* **USING THE INFORMATION**:
A) Answer these questions using the article about Kenley Jansen leaving the Dodgers:
(i) How many years had Jansen spent in the Dodgers organization?
(ii) What contract did the Atlanta Braves offer him?
(iii) Which two teams did he watch in the 1992 World Series as a five-year-old in Curacao?
B) Pick up the article about Kenley Jansen's move from the Dodgers to the Braves right after its final sentence and write the next part.

(DOCUMENT PASSAGE begins)

Kim Klement-USA TODAY Sports

Kenley Jansen wasn't looking for a change. He had achieved a nearly impossible situation in modern sports -- stability -- and was grateful to have held on to it as long as he did. For 17 years, half his life, he'd been in the Los Angeles Dodgers organization. Twelve of those years had been in the majors. He'd become the franchise's all-time saves leader. He had a beautiful house near the Pacific Ocean, where he lived with his beautiful wife, along with their four children. He had a regular seat next to Los Angeles Lakers owner Jeanie Buss whenever he felt like taking in an NBA game. Even the three-story playhouse he built in his backyard was idyllic.

"When you ask about the Dodgers, that was family to me," Jansen said. "That's all I knew. That's all I've known my whole life in baseball. I'm so thankful to them for everything they did in my life. They signed this kid, and this kid became a man. A man, a husband and a father of four kids."

This offseason his plan was to re-sign with the Dodgers as soon as the lockout ended.

"That was Option A," Jansen said.

That was the Dodgers' plan, too.

"We have a tremendous amount of respect for Kenley the person, Kenley the competitor, and it was an off-season priority for us, coming in," Dodgers president of baseball operations Andrew Friedman said. "It was a priority for us coming into the off-season to retain him."

By all accounts, the Dodgers really did try to retain him, and he really did try to return.

It just didn't happen. He wanted a three-year deal; the Dodgers preferred one or two. The sides kept talking, but the math became more complicated after the Dodgers signed Freddie Freeman -- sitting so close to the luxury tax, they'd need to shed salary through a trade before they could offer Jansen the kind of deal he was looking for. There was already a time crunch because of the condensed free agency following the lockout, and Jansen started to worry he'd lose offers he had from other teams while he waited on the Dodgers.

Then came the defending World Series champion Atlanta Braves, the team he'd grown up rooting for as a kid in Curacao, with a rich one-year, $16 million offer that needed a quick answer.

The pressure built -- and Jansen started for the first time to consider Option B. He took a breath, like he's done thousands of times on the mound, consulted with his wife, Gianni, and made the choice to move on and hopefully forward.

"It was very emotional leaving," Jansen said. "Very emotional. But sometimes when opportunities pop up in your life, you have to take them or you'll always wonder what would've happened. Because those opportunities don't always come back."

There was sadness all around when he told his teammates and coaches he was leaving. He cried talking to Justin Turner and Clayton Kershaw. And he's pretty sure he'll be emotional upon his return to Dodger Stadium on Monday, with the Braves in town for a three-game series in LA beginning Monday.

But if there was one team he could feel OK about leaving the Dodgers for, it was the Braves.

"I remember growing up in Curacao, five years old, watching the Twins and the Braves in the World Series in 1992," Jansen said. "I was a big fan of Fred McGriff, Andruw Jones, David Justice, Sid Bream, I can keep naming guys. We had the TBS Superstation!

"So I don't want to take this for granted. Every day that I'm here wearing this uniform, I'm going to enjoy it, and when times comes again, hopefully we win a championship here again this year."

Jansen also felt a sense of excitement -- for the first time in almost two decades, he had a new challenge in a new place.

"It's like going back to your early days when you first got to the big leagues," he said.

(DOCUMENT PASSAGE ends)
(SUPPLIED INFORMATION begins)

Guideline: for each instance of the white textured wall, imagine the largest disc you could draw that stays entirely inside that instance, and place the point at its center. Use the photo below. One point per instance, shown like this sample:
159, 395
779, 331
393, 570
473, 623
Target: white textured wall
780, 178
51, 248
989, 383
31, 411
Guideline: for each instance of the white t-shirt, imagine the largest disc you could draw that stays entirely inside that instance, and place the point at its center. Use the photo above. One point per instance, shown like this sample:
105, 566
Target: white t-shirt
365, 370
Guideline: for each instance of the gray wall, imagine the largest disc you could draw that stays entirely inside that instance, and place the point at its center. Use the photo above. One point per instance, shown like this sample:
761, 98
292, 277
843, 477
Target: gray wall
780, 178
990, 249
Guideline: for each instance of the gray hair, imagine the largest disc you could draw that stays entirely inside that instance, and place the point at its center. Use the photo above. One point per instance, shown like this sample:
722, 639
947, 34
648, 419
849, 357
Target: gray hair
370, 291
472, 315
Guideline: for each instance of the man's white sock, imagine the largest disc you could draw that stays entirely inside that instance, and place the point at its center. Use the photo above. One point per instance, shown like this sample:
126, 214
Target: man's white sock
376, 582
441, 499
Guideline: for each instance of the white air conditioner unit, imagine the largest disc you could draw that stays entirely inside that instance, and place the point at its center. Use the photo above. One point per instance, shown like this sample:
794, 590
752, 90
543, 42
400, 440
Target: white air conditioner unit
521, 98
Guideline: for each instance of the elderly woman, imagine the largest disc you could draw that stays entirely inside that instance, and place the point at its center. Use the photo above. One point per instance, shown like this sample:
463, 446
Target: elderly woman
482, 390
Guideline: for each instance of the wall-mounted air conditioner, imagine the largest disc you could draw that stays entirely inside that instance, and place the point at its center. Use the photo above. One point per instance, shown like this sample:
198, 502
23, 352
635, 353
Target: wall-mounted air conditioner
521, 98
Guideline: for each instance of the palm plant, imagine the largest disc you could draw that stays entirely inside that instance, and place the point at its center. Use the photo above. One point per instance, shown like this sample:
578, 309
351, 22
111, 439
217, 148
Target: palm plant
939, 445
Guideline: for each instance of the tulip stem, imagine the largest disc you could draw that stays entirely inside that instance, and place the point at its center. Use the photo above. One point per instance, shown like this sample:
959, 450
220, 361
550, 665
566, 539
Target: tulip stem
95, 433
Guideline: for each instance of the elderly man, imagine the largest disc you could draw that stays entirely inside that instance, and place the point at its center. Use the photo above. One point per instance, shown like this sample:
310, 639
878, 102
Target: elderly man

(SUPPLIED INFORMATION ends)

* **RESULTS FOR THE EXERCISE**:
A)
(i) 17 years
(ii) A one-year, $16 million deal
(iii) The Twins and the Braves

B)
It's at this point in the story that it's worth going back and remembering what Jansen's early days in the big leagues were like. The year was 2010, and he was 21. Less than a year earlier he'd stepped into Charlie Hough's bullpen in Class A San Bernardino, California, to see if there was enough talent in his right arm for the Dodgers' minor league coaches to put in the work of teaching him how to pitch. After five seasons in the minors, most evaluators had concluded he would never be more than a light-hitting catcher. But there was something about the way he threw the ball to second base when someone tried to steal.

"He'd drop to his left knee and throw it to second harder than our pitcher," Hough said in 2010.

The original plan didn't work out. But the Dodgers were presenting an alternative: learn to pitch, and stick around. If he was open to change, the Dodgers were willing to give him a chance to evolve.

"That was tough for me, too," Jansen said. "I didn't want to be a pitcher. I was a catcher. But then, hey, a great opportunity shows up, you gotta embrace it."

More than 350 saves, two Trevor Hoffman Awards as the top reliever in baseball, three All Star appearances and one World Series title later, that change seems to have worked out well for everyone.

"For so long," Jansen said, "it was like, when I'm in the game, that's basically it. 'Turn the lights off; we can go home. Take your cleats off, everybody put their glove down, you don't have to do anything.'"

But a series of heart issues, combined with a decade of closing games in the big leagues, took their toll. Jansen had started his career as more of a thrower, blessed with an effortless delivery and a right arm that regularly touched 98 miles an hour. For a time, his cut fastball was one of the most devastating pitches in the majors.

By 2018, he was still an elite closer, but he had to work harder to get outs. He couldn't just blow hitters away anymore. He had to set them up with an assortment of pitches instead of relying on the cutter.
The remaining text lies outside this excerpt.